Excerpt to read
# Time to give back to the community



## kelly22 (17/6/16)

Okay guys i started vaping some time back and alot of people helped me out along the way so iv decided to give something back in the hope of growing our community ,i have two items to give to anyone that can give a valid reason as to why they deserve it,the first item is a mutation mt rta ,second item is an origen dripper i bought some time back ,if u feel u deserve these items ,pleaae feel free to drop me a message ,please note il only b in jhb for a week n you will have to collect in the sandton area






Sent from my SM-G920F using Tapatalk

Reactions: Like 6 | Winner 13


----------



## Nailedit77 (17/6/16)

Nice one bud, that mutation tank was one of my best ever tanks!!! Hope who ever gets it enjoys it as much as I did


----------



## SAVaper (17/6/16)

Nice!

Reactions: Agree 2


----------



## kelly22 (17/6/16)

Mutation is still a great tank but my experience and pallette has moved away from it 

Sent from my SM-G920F using Tapatalk

Reactions: Like 1


----------



## CloudmanJHB (17/6/16)

That's awesome nice one!


----------



## Zucas (17/6/16)

Fantastic idea , not everyone can afford tanks at the current rand/dollar

Reactions: Like 1 | Agree 1


----------



## kelly22 (17/6/16)

Exactly the re
ason i wanna help someone

Sent from my SM-G920F using Tapatalk

Reactions: Like 4


----------



## Silver (17/6/16)

Great gesture @kelly22 !

Reactions: Winner 1


----------



## Nailedit77 (18/6/16)

kelly22 said:


> Exactly the re
> ason i wanna help someone
> 
> Sent from my SM-G920F using Tapatalk


If no one takes it, I would love to have one again. Was my fav tank, mutation is awesome. Im in Durbs tho


----------



## kelly22 (18/6/16)

Still available guys

Sent from my SM-G920F using Tapatalk


----------



## Nailedit77 (18/6/16)

Pick me


----------



## SAVaper (18/6/16)

I have a friend in Fochville and I bought him the Pico as a pif. I would really like to give him more gear to keep him interested. Thanks

Reactions: Like 2


----------



## Spydro (18/6/16)

Very nice of you to make the offer @kelly22. 
Hope those who needs them the most chime in.


----------



## kelly22 (18/6/16)

@Sickboy77 if nobody takes it its yours wen im bk in durbs

Sent from my SM-G920F using Tapatalk

Reactions: Like 1 | Winner 1


----------



## Imotions (19/6/16)

i want to start building and exploring as buying commercial coils now is making small holes in the pocket please pick me

Sent from my SM-G920F using Tapatalk


----------



## PsyCLown (19/6/16)

I know my GF would love that dripper when I upgrade and give her my Pico.


----------



## DrSirus-88 (19/6/16)

Great gesture @kelly22.


----------



## kelly22 (21/6/16)

Both items gone guys

Sent from my SM-G920F using Tapatalk

Reactions: Like 3 | Winner 1


----------

Stated goal 1
In the forum thread, which two items does kelly22 offer to give away?
The forum thread and the records that follow it come from unrelated sources.

Extracted material

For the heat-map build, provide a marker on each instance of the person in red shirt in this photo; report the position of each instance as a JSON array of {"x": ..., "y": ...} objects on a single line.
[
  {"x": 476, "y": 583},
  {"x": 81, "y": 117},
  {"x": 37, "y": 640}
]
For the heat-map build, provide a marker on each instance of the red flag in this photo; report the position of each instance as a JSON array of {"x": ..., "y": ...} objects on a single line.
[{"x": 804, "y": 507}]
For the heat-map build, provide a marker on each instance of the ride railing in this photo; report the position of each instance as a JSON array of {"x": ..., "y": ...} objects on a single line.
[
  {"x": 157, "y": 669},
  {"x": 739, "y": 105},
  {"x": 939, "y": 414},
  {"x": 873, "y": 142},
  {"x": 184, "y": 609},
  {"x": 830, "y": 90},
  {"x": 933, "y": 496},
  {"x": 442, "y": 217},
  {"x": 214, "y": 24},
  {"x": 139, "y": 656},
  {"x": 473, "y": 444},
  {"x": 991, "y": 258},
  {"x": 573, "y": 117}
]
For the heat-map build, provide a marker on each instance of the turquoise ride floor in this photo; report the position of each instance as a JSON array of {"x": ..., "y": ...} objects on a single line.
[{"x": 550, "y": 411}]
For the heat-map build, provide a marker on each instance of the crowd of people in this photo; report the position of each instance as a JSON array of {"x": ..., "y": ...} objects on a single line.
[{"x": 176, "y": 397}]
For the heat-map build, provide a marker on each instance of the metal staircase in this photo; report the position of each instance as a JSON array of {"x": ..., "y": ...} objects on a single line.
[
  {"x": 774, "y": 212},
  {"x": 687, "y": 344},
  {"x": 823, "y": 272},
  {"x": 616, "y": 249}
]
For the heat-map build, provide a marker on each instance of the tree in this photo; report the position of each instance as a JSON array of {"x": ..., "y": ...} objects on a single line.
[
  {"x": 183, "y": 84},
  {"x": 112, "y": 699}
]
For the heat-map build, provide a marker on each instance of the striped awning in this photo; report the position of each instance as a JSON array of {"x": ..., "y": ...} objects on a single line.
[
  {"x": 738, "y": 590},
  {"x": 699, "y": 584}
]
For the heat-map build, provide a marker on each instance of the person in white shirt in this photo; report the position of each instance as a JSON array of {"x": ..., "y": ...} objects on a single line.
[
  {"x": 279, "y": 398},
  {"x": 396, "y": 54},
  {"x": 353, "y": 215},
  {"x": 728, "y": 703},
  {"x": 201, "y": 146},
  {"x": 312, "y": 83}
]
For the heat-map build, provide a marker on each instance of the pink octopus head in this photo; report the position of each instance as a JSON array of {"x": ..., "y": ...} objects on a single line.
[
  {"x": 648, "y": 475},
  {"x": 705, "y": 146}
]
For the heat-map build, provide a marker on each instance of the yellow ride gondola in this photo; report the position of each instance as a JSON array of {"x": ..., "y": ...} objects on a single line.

Stated goal 2
Could you output everything in the records from the line containing "of the pink" down to the end of the records, with every line unchanged?

Written answer 1
A Mutation MT RTA and an Origen dripper.

Written answer 2
For the heat-map build, provide a marker on each instance of the pink octopus head in this photo; report the position of each instance as a JSON array of {"x": ..., "y": ...} objects on a single line.
[
  {"x": 648, "y": 475},
  {"x": 705, "y": 146}
]
For the heat-map build, provide a marker on each instance of the yellow ride gondola in this photo; report the position of each instance as a JSON array of {"x": ..., "y": ...} objects on a single line.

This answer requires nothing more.